::: PASSAGE FOR REVIEW

> Surveys show anywhere from 25% to upwards of 40% of workers are thinking about quitting their jobs.

This number is meaningless without previous year trends. In my circles, everyone from 25-35 is simultaneously preparing to FIRE and no-one that's 35+ has actually changed jobs despite being 'financially independent'. Expressing intent to resign, and actually resigning are completely different things. (edit: to clarify, I mean changing jobs specifically in the context of making inroads toward the retire early portion of their goal. Changing jobs to increase compensation is as strong as ever)

Real Translation: Covid has made people miserable in their jobs. The only way people can keep going is idle fantasies about a nondescript future date where this suffering ends.

> Workers have had more than a year to reconsider work-life balance or career paths

IMO, over the last year, people have only dived deeper into their delusions and relative sense of privilege. Suddenly, having good health insurance, WFH 'flexibility' and a stable jobs are now being viewed as things to be grateful about rather than the norm for well educated and employable adults.

> "Hopefully we’ll see a lot more people in 2022 employed and stable because they're in jobs they actually like," she says.

Press 'X' to Doubt

I appreciate the alternative perspective and productive-pessimism, but anecdotally in my immediate social circle of engineers, 5 have changed jobs - all for substantial upgrades, and not 1 of them was for a job that required office presence or downgrade in quality of environment.

The last year has been so strong for online tech that there is a heavy vacuum effect on the available talent. FAANG are struggling to fill demand in hiring and are offering increasingly high salaries. This cascades to other industries. Top engineering talent at logistics companies are leaving to go work for big tech, same with banks. Recruiters are charging 22-25% for placements, and having difficulties filling them.

Not just tech, other industries as well. There was this initial moment of employment "musical chairs" when the pandemic set in and everybody who had a job was clinging to it, but we're now in a solid counter-reaction where even traditional industries are having their workforce disrupted by new opportunities. We're not even seeing the full brunt of it, with many industries running at reduced capacity (travel, hospitality, entertainment).

::::::

> [TASK DESCRIPTION]: Please extend the job-market discussion, picking up after its final sentence. The items have nothing to do with the job-market discussion.

::: DATA SECTION

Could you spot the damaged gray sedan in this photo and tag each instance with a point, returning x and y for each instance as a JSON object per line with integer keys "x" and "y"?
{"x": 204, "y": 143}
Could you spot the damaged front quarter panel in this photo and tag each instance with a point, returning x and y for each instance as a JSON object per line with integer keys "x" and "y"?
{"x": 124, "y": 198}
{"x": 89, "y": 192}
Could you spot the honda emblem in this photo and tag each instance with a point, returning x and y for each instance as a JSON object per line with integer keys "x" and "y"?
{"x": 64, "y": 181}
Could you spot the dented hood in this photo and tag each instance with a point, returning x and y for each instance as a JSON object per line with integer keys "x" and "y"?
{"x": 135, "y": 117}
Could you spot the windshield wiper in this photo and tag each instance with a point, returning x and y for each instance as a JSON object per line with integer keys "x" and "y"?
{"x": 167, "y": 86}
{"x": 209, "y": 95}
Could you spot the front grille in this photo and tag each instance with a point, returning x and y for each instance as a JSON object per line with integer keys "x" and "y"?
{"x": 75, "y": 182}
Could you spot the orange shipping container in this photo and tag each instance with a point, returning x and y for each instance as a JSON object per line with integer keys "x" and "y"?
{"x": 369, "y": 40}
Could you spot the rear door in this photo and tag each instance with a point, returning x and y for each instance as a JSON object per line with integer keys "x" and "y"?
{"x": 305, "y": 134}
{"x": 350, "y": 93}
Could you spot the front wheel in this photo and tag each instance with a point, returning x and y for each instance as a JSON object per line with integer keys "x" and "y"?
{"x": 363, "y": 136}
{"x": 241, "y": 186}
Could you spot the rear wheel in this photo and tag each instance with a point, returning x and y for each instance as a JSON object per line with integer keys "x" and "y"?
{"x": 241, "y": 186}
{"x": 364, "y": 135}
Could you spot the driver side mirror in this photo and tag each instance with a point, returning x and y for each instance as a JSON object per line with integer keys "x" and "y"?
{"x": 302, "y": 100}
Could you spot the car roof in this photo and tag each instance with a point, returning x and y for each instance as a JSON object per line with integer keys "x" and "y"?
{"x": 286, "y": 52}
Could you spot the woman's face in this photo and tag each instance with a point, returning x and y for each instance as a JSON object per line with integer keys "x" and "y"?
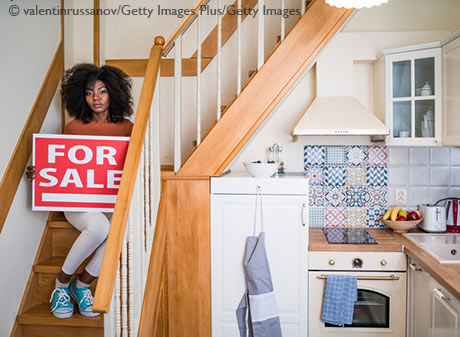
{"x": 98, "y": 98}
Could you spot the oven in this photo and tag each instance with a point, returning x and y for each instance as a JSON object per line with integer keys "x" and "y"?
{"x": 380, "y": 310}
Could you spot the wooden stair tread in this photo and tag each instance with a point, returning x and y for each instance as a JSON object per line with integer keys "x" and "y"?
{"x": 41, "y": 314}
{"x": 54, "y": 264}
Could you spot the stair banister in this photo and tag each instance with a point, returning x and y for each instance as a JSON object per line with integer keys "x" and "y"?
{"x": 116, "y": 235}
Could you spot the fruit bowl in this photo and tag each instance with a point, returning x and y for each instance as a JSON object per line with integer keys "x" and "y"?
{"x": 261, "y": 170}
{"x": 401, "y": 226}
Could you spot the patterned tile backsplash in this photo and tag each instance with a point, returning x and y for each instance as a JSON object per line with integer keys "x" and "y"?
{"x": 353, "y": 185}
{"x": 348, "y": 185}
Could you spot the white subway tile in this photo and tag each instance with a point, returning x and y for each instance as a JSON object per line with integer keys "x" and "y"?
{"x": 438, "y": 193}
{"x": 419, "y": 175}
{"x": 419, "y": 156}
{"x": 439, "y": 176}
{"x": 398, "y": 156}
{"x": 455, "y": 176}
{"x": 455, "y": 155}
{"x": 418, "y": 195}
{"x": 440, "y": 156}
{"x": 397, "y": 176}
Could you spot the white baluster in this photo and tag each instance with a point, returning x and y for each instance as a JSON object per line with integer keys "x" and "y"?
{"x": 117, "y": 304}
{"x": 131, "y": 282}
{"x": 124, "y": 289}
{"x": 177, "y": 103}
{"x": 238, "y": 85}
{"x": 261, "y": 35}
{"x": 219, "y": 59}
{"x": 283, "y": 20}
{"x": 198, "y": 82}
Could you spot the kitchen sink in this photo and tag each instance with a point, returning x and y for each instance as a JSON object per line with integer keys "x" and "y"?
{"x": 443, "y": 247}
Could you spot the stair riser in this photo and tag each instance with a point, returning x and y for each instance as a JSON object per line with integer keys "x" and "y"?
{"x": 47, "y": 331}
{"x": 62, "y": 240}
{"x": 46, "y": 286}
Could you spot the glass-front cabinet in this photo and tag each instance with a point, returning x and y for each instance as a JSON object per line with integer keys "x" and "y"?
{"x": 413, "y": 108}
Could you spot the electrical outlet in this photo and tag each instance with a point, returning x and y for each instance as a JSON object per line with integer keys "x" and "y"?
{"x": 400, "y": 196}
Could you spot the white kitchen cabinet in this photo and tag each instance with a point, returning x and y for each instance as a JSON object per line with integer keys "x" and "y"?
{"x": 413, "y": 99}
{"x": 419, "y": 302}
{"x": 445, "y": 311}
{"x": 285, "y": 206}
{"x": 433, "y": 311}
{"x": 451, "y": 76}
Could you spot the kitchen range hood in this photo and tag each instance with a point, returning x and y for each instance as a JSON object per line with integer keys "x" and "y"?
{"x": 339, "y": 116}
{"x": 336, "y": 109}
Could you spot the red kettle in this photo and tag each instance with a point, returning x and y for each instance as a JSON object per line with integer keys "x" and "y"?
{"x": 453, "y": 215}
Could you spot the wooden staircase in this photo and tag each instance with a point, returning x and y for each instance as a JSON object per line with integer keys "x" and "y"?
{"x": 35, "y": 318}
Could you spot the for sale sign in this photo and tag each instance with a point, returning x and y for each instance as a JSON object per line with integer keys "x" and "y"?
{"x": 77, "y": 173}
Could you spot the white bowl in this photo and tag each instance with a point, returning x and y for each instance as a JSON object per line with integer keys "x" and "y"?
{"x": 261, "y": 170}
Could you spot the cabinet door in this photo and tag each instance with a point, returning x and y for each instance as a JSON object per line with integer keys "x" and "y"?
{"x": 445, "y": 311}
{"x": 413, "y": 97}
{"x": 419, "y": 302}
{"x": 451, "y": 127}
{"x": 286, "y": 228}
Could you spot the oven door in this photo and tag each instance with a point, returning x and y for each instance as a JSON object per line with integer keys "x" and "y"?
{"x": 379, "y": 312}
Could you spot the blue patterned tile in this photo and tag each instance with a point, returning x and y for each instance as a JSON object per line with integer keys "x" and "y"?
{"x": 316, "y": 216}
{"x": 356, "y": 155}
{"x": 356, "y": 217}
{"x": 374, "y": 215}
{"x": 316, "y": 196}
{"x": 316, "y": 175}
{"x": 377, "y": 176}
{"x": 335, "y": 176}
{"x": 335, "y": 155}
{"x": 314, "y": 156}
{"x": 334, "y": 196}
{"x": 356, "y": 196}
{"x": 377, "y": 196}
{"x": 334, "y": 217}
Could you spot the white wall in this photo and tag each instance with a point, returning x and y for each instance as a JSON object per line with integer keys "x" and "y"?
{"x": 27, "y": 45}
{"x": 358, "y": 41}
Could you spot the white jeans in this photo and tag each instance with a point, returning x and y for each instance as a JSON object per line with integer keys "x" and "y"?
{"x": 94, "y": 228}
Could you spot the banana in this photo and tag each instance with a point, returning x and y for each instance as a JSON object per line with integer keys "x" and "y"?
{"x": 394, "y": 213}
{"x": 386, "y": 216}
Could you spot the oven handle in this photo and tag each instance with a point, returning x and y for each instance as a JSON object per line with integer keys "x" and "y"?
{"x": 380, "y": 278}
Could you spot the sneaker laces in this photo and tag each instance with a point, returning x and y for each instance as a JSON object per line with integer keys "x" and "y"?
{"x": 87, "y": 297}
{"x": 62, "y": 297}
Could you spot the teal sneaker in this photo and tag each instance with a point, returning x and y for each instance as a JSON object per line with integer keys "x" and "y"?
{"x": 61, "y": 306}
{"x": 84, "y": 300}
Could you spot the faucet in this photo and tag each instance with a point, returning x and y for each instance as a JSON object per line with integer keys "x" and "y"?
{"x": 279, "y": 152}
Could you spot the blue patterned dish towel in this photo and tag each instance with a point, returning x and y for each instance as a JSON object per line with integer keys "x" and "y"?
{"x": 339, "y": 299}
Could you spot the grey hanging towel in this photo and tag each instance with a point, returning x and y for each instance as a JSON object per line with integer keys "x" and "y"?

::::::

> [RESPONSE AREA]:
Generally speaking, if people are leaving jobs for new ones (or none...) it's because they calculated that it was for the better, thus, I think people will generally be happier about their state of employment in 2022 as the article states. I'll add that many people working minimum wage jobs took this opportunity to become entrepreneurs which is a really healthy step up from that situation.

> FAANG are struggling to fill demand in hiring and are offering increasingly high salaries

This has been the case, according to my colleagues who are older, since at least 2003 ;-)

And yet, they still persist on presenting leetcode riddles that have very little relevance to the job being interviewed for.

If they were hurting that much for devs, you'd think they might lower the bar a little by not requiring a years study of leetcode.

If I am running the company, I would MUCH rather operate short-handed than "fix" my recruiting problems by lowering the bar.

You don't have to agree with the bar the companies are using, but that is the bar they have converged on, and one that plenty of people are capable of passing.

Would much rather compete for those people.

This is all contingent on said leetcode riddles actually helping with candidate selection. If they aren't, you've just limited your pool of potential candidates for no reason whatsoever.